- [INPUT DATA]:

⁂

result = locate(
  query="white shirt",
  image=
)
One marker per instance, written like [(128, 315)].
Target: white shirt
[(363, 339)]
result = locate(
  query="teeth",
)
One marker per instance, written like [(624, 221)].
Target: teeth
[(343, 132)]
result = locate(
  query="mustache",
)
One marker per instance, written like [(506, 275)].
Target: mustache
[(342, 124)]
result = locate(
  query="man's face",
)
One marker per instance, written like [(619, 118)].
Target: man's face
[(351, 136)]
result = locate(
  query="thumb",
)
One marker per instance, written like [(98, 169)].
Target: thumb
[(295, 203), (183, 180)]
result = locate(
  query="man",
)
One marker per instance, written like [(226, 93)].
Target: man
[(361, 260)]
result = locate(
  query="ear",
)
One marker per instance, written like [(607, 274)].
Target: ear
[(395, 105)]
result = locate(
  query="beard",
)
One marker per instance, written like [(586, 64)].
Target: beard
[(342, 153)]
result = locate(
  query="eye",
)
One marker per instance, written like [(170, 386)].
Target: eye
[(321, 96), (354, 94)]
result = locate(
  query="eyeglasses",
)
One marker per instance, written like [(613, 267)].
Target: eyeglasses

⁂

- [DO THIS]: Swap every "marker" in the items above for "coordinate pair", and reproduce all the items with nothing else changed.

- [RESULT FOR THIS TASK]:
result = locate(
  query="white shirt",
  image=
)
One coordinate pair per instance, written like [(128, 315)].
Target: white shirt
[(363, 339)]
result = locate(
  query="teeth",
)
One coordinate pair per instance, written like [(624, 221)].
Target: teeth
[(343, 132)]
result = locate(
  query="mustache",
)
One coordinate pair per instance, written like [(506, 275)].
Target: mustache
[(342, 124)]
result = locate(
  query="man's face",
)
One coordinate pair per instance, written like [(619, 118)].
Target: man's face
[(351, 136)]
result = locate(
  query="thumb",
)
One coordinate pair per instance, written like [(98, 169)].
Target: thumb
[(295, 203), (183, 180)]
result = locate(
  query="man",
)
One coordinate pair per instance, written like [(226, 93)].
Target: man
[(361, 260)]
result = locate(
  query="ear",
)
One coordinate pair per instance, written like [(607, 274)].
Target: ear
[(395, 105)]
result = locate(
  query="beard",
)
One coordinate pair per instance, written like [(586, 64)].
Target: beard
[(342, 153)]
result = locate(
  query="eye",
)
One coordinate pair per instance, written like [(170, 386)].
Target: eye
[(321, 96), (354, 94)]
result = locate(
  query="eyeglasses",
)
One coordinate pair per instance, written like [(613, 267)].
Target: eyeglasses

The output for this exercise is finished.